### [INFORMATION PROVIDED]
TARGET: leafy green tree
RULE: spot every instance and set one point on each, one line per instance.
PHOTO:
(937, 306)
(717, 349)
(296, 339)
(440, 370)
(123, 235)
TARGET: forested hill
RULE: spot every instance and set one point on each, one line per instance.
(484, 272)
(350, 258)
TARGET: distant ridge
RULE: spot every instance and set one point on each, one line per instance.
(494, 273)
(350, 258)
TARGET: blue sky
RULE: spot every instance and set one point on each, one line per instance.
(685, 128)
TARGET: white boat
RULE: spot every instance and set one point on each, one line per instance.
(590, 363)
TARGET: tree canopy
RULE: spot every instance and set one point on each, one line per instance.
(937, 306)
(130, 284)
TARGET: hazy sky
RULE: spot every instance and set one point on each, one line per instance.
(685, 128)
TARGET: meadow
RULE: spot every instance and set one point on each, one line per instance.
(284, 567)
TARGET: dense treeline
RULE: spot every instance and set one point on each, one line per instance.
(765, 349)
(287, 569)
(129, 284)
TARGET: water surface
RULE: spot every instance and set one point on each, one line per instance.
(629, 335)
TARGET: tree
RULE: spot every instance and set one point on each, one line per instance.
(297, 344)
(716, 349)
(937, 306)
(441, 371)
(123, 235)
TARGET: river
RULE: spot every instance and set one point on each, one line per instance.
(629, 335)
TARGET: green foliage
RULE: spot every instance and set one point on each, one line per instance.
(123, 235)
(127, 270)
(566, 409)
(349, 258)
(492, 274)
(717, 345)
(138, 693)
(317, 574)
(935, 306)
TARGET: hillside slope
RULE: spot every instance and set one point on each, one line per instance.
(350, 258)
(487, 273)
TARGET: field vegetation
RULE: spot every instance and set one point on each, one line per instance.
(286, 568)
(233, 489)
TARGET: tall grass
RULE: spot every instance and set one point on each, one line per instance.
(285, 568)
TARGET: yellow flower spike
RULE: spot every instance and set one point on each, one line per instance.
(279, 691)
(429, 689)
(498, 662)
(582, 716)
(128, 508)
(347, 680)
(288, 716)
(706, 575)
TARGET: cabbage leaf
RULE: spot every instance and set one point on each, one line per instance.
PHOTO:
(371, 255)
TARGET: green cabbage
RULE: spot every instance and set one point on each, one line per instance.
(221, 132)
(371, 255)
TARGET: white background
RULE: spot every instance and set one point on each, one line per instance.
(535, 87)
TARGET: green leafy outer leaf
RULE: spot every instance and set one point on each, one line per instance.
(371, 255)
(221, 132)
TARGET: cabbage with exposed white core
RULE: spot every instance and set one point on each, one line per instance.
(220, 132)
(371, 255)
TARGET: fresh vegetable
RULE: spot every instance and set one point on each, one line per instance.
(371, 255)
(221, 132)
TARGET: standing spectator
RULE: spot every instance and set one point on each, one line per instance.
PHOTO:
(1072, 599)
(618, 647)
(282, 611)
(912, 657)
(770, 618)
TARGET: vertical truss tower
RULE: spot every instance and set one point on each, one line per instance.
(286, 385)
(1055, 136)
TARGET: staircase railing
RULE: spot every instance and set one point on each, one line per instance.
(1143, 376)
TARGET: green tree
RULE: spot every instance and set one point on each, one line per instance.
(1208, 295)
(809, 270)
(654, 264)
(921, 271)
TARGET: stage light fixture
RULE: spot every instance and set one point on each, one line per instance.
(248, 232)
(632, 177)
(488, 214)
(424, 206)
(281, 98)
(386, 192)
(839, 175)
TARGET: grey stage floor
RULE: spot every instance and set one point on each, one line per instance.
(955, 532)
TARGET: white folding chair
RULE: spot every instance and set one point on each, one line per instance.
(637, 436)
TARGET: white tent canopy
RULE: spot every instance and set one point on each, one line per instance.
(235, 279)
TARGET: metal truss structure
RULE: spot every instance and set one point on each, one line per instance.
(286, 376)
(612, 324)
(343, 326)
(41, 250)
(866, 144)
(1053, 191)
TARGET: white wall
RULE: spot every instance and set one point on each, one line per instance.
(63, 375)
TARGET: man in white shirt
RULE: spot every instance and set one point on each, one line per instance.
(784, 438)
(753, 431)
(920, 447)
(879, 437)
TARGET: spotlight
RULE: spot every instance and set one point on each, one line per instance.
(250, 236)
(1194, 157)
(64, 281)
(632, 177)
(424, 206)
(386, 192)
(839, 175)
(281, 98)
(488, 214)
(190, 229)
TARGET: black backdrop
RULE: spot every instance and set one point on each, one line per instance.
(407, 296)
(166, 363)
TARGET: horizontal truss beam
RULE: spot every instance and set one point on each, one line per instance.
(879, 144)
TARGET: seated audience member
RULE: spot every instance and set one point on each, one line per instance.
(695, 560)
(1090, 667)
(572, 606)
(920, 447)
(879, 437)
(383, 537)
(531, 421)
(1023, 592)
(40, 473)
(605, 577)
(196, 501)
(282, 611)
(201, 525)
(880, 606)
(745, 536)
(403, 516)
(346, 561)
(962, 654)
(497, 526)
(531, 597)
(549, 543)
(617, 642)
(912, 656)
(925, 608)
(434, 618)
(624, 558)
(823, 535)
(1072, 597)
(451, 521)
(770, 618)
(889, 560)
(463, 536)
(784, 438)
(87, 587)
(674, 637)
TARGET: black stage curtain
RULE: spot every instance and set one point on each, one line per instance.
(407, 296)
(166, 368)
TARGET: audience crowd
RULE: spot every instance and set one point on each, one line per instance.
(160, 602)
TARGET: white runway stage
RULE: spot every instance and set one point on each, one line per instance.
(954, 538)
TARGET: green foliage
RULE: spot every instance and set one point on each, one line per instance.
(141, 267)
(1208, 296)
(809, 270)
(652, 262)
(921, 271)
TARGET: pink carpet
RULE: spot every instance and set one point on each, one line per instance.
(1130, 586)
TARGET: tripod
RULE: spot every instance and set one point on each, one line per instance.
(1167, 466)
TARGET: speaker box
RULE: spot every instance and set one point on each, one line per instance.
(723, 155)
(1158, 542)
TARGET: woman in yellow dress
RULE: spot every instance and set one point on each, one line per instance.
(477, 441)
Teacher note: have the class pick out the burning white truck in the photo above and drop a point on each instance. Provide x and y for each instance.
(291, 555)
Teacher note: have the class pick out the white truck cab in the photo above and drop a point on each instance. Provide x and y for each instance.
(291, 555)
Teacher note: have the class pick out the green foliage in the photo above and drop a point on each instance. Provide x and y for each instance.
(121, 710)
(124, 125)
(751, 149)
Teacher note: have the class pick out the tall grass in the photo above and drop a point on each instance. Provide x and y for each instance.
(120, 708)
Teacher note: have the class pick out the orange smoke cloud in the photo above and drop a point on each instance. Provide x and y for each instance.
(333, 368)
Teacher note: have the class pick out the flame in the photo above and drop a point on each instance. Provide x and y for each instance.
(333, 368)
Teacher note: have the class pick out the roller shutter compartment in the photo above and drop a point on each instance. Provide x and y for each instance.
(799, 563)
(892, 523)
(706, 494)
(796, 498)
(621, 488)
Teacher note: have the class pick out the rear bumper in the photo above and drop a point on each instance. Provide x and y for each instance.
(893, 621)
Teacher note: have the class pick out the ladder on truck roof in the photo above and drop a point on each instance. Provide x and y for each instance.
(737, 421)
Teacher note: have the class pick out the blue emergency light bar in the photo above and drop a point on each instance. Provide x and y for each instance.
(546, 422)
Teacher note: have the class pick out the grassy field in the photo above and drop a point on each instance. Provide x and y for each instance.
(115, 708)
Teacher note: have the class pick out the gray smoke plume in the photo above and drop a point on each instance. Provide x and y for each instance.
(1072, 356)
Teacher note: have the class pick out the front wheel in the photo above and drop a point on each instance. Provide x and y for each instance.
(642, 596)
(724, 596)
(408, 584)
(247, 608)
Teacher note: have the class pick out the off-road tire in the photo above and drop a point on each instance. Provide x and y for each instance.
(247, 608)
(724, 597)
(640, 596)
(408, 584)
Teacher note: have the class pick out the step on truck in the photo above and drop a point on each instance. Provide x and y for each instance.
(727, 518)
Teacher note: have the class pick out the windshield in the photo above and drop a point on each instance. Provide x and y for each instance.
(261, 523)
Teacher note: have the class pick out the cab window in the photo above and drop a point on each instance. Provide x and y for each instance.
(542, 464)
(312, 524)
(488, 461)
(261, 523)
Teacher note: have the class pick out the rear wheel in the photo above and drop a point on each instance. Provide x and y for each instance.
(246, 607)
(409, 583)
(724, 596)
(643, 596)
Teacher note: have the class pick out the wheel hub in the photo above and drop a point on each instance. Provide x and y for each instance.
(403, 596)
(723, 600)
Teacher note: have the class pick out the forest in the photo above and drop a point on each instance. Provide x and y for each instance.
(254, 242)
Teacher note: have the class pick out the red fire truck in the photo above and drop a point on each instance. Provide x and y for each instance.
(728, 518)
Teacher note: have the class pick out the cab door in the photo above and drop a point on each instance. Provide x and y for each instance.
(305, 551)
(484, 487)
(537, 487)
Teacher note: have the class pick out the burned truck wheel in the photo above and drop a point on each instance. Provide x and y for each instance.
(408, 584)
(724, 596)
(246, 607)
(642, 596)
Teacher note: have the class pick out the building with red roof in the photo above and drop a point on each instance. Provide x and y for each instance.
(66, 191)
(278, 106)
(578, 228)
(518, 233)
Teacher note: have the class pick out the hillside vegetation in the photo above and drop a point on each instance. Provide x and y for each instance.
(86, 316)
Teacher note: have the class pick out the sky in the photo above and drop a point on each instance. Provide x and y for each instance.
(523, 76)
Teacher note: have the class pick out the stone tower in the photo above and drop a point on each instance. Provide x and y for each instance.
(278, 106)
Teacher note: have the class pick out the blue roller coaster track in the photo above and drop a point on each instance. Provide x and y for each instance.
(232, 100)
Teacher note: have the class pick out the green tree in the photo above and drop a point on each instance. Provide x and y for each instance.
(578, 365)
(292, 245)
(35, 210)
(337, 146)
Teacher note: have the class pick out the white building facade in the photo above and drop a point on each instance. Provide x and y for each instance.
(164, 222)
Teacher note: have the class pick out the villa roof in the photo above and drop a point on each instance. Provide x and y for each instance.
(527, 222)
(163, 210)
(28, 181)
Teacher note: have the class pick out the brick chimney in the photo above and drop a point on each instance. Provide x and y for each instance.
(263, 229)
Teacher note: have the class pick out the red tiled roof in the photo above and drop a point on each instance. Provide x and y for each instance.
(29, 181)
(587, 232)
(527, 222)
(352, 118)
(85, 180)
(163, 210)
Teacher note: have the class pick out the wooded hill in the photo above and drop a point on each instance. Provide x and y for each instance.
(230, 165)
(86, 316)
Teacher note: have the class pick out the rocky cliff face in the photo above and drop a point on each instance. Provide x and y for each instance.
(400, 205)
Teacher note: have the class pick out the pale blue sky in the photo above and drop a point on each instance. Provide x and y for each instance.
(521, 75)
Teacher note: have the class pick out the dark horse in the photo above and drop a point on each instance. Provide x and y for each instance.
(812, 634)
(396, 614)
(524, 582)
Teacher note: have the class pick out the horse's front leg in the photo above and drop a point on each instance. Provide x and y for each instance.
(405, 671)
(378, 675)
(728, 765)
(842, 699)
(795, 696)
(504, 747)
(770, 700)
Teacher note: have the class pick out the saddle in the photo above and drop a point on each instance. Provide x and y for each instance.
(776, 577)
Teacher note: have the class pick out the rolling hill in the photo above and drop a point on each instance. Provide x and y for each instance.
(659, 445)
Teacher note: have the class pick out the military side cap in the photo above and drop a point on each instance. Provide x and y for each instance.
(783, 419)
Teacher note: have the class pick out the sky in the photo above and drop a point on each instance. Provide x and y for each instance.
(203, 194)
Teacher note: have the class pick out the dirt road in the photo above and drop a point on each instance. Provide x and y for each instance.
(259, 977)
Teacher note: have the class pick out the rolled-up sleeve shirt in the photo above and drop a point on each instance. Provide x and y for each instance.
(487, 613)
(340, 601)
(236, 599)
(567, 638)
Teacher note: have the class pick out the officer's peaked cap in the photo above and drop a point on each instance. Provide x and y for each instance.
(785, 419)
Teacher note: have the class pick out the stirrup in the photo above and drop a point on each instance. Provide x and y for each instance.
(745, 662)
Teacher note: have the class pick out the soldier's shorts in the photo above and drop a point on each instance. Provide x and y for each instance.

### [PROBLEM DETAILS]
Repeat, without any change, the lines of the entries above, beginning with the line containing "Teacher note: have the class pick out the white truck" and continuing through the line containing "(1072, 356)", both included.

### [RESPONSE]
Teacher note: have the class pick out the white truck cab in the photo above and drop a point on each instance. Provide x and y for each instance.
(291, 555)
Teacher note: have the class pick out the green foliage in the photo above and drop a point on each instance. Provide x and y for each instance.
(121, 710)
(124, 125)
(751, 149)
Teacher note: have the class pick out the tall grass in the photo above and drop a point on each instance. Provide x and y for each instance.
(120, 708)
Teacher note: have the class pick out the orange smoke cloud in the photo above and drop a point on each instance. Provide x and y for each instance.
(333, 368)
Teacher note: have the class pick out the flame in the photo above and drop a point on each instance. Provide x and y for each instance.
(333, 368)
Teacher note: have the class pick out the roller shutter compartment in the photo above and drop a point on each instance. Provide x and y for each instance.
(799, 563)
(892, 523)
(706, 494)
(796, 498)
(621, 488)
Teacher note: have the class pick out the rear bumper in the photo above and drop a point on each instance. Provide x and y for each instance.
(893, 621)
Teacher note: have the class pick out the ladder on truck roof in the photo above and drop a point on each instance. Provide x and y for each instance.
(737, 421)
Teacher note: have the class pick out the blue emergency light bar in the photo above and drop a point on each instance. Provide x and y for each instance.
(546, 422)
Teacher note: have the class pick out the grassy field in the photo above and drop a point on each instance. Provide x and y for each instance.
(115, 708)
Teacher note: have the class pick out the gray smoke plume in the photo above and drop a point on each instance. Provide x and y for each instance.
(1072, 356)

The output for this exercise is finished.